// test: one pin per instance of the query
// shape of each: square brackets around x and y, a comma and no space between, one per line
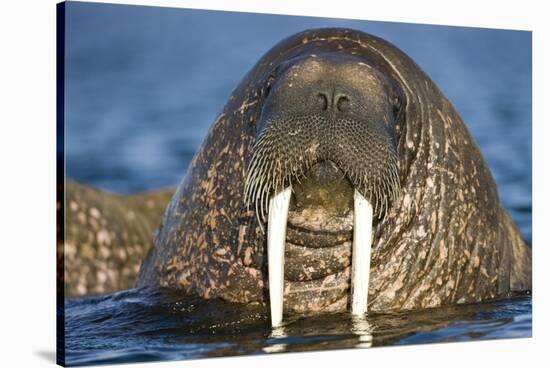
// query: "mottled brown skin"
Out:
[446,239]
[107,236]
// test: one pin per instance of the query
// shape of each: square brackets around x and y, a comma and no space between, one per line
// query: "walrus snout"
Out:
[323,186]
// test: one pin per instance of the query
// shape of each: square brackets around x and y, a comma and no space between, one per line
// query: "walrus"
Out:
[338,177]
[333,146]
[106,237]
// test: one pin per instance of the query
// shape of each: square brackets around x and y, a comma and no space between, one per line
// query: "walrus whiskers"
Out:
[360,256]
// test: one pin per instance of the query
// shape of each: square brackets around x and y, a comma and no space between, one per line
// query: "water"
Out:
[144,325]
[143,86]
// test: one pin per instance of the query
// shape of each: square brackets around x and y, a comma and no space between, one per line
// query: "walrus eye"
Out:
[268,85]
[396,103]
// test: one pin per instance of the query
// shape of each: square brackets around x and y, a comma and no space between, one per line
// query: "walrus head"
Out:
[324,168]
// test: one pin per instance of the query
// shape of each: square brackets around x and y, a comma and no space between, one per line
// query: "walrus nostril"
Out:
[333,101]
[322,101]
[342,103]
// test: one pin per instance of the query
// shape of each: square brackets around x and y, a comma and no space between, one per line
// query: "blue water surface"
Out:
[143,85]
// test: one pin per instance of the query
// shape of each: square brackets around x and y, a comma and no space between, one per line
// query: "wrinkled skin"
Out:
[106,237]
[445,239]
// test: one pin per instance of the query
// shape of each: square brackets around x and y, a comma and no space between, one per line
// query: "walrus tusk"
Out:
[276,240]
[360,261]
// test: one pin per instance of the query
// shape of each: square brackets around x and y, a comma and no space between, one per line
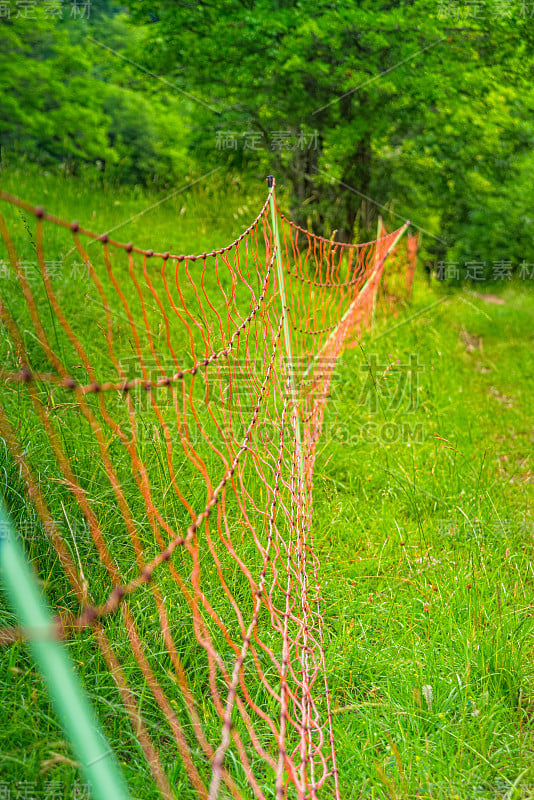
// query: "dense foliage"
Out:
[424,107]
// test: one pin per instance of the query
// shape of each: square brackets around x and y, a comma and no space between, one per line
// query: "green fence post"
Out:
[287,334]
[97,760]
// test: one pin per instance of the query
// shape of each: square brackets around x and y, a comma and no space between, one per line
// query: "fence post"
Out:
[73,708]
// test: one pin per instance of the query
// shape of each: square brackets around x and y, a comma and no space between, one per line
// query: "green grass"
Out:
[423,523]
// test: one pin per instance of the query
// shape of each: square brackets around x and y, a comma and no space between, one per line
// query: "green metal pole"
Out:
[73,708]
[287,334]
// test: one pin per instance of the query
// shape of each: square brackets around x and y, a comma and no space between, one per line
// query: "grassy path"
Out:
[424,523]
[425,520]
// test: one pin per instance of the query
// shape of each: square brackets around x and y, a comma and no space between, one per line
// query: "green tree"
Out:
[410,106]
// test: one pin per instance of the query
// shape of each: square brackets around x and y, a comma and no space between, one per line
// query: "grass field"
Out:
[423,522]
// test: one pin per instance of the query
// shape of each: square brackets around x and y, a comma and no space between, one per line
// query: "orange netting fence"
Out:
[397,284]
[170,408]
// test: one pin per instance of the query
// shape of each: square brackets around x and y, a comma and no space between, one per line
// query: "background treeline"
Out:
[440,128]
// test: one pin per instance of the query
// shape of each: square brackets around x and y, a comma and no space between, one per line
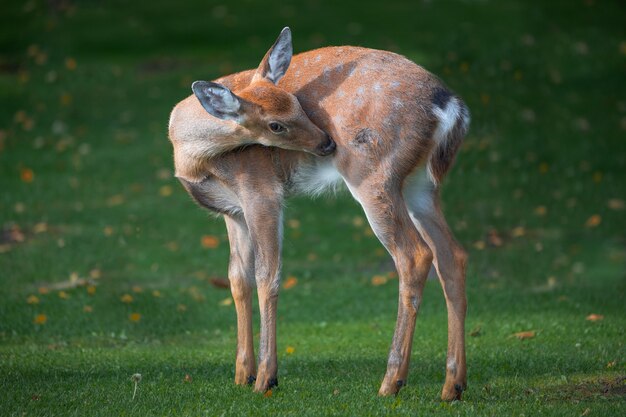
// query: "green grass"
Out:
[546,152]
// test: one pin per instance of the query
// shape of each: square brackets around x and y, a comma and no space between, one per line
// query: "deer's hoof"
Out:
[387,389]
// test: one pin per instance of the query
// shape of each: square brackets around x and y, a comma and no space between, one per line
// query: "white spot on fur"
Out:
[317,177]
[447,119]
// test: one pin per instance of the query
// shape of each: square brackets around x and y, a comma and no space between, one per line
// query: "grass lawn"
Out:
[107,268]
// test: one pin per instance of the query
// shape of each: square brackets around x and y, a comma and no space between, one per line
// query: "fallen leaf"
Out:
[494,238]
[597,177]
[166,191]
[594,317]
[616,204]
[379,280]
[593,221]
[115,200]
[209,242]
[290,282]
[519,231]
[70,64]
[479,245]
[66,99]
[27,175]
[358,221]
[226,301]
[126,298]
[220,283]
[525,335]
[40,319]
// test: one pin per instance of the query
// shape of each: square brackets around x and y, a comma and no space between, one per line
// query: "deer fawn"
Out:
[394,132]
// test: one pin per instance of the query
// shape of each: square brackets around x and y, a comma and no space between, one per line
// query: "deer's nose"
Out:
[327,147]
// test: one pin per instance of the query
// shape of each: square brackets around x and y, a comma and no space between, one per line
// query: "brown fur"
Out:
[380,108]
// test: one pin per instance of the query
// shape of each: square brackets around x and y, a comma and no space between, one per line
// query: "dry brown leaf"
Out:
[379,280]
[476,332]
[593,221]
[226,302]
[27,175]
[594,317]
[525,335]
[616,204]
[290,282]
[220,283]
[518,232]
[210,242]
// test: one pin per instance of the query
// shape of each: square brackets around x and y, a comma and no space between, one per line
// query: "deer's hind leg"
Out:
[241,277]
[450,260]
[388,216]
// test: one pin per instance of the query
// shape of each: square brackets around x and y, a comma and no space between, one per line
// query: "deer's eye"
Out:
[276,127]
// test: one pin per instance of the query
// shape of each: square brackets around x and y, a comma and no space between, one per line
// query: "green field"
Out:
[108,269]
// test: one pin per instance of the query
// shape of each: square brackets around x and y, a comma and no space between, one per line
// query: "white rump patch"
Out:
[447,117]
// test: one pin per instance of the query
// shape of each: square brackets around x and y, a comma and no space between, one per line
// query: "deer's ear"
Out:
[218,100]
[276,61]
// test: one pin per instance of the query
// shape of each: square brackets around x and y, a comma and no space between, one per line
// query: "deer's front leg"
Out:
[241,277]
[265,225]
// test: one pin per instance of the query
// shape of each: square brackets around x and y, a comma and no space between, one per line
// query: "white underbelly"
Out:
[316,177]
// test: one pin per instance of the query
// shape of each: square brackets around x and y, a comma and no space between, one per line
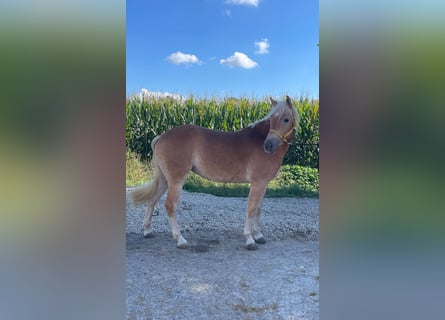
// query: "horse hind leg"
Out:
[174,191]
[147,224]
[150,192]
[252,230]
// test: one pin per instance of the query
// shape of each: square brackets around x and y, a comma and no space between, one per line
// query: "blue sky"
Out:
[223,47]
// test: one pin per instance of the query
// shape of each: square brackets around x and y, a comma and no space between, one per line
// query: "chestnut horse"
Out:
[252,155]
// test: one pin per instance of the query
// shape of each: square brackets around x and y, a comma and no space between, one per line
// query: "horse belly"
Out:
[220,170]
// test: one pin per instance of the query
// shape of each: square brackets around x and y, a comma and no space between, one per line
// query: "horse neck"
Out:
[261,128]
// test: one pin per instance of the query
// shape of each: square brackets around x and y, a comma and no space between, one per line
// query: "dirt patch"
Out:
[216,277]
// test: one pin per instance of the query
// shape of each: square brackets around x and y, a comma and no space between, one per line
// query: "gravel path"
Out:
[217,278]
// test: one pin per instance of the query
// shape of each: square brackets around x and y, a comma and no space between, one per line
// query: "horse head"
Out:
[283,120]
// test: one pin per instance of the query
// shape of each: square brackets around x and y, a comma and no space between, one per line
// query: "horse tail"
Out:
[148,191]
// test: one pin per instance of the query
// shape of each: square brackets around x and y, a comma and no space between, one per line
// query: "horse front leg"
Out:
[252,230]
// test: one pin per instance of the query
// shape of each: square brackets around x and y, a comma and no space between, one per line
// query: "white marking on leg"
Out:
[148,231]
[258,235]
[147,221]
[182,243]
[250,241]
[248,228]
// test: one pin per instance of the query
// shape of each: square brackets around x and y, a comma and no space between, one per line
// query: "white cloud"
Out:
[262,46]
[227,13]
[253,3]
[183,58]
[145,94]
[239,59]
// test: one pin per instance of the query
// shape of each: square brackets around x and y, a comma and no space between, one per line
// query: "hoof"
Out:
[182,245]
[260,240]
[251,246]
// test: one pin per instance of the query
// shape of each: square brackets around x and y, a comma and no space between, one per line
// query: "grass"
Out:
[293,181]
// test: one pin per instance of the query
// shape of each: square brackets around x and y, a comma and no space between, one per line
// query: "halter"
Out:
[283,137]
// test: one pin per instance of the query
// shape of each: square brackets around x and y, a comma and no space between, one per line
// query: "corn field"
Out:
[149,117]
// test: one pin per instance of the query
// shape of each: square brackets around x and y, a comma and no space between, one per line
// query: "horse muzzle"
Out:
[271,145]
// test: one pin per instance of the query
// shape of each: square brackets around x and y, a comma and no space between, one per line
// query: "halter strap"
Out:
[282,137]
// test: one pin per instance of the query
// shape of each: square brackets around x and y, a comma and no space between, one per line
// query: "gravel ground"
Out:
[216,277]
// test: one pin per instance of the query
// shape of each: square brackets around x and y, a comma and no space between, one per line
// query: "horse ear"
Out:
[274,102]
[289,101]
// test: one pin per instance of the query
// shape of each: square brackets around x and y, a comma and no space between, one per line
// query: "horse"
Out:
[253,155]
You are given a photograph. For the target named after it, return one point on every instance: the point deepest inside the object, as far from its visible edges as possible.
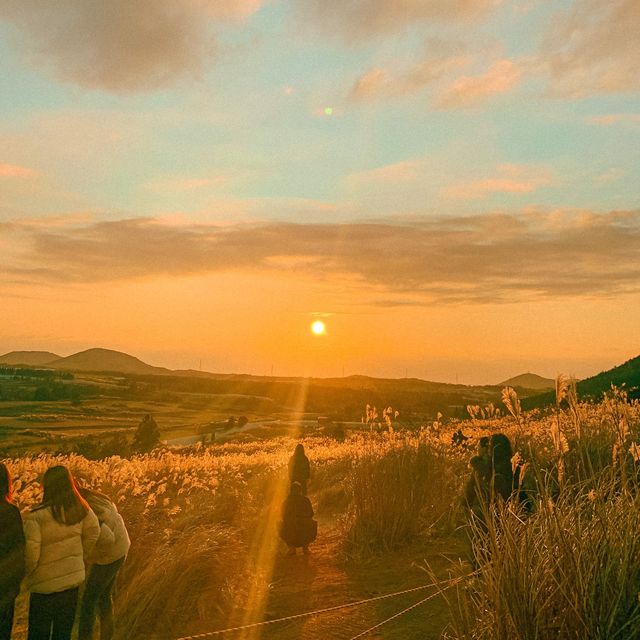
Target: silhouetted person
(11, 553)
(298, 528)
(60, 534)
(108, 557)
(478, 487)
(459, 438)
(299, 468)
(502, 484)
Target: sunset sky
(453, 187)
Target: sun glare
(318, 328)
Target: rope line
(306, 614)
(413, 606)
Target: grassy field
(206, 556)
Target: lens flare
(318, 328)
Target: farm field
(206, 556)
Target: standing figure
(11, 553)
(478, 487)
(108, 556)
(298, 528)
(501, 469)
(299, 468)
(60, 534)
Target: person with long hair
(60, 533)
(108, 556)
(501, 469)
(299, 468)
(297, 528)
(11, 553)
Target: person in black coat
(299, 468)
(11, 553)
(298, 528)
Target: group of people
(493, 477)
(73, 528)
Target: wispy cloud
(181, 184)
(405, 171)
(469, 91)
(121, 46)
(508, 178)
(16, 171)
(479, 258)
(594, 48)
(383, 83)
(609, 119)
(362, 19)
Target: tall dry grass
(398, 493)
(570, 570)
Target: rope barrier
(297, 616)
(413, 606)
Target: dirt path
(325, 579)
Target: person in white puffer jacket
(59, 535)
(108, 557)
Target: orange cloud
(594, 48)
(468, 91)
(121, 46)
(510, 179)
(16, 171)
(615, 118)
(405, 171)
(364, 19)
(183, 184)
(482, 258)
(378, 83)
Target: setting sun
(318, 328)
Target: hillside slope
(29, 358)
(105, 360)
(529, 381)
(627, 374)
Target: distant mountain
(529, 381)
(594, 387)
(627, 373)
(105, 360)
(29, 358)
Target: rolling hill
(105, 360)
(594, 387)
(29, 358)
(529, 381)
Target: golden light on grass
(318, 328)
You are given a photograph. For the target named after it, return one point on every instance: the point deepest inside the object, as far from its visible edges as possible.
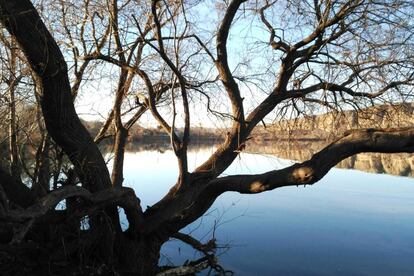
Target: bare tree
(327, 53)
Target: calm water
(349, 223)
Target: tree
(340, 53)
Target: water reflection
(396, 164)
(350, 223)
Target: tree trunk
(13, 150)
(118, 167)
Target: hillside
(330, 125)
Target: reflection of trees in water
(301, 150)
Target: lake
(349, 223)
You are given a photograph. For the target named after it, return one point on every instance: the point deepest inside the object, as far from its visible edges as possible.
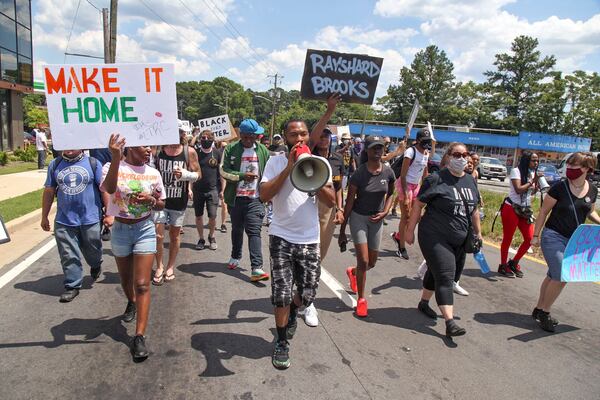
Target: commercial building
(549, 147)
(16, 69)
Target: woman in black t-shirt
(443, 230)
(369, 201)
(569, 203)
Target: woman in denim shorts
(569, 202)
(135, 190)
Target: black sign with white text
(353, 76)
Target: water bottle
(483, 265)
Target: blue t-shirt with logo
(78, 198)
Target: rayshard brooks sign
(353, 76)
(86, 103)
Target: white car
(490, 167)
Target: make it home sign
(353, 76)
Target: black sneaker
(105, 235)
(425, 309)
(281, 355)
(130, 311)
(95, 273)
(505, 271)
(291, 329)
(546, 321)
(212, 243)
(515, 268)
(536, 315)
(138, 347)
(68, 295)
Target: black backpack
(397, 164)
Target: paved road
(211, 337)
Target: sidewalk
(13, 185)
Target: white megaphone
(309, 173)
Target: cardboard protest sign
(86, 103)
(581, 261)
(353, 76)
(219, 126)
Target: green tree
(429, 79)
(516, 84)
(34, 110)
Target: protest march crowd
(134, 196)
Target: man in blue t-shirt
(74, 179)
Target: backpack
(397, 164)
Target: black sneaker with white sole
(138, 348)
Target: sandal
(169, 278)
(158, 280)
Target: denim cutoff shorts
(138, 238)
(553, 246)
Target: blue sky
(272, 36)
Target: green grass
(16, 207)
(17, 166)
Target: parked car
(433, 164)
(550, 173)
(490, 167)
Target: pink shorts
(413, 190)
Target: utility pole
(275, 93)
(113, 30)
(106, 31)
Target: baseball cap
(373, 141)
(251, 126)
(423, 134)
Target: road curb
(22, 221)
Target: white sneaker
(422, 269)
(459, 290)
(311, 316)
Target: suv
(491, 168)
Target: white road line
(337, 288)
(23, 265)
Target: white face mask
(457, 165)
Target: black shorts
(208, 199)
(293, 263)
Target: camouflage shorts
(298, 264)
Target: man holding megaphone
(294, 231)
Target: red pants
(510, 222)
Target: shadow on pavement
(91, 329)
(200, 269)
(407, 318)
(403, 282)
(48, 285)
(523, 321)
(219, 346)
· · ·
- [WHAT THE EXERCISE ASKS]: Look through the data above. Copy every line with the string "brown" in it.

- [RESULT FOR THIS TASK]:
// query: "mottled brown skin"
// query: "brown fur"
// query: "dry brown leaf"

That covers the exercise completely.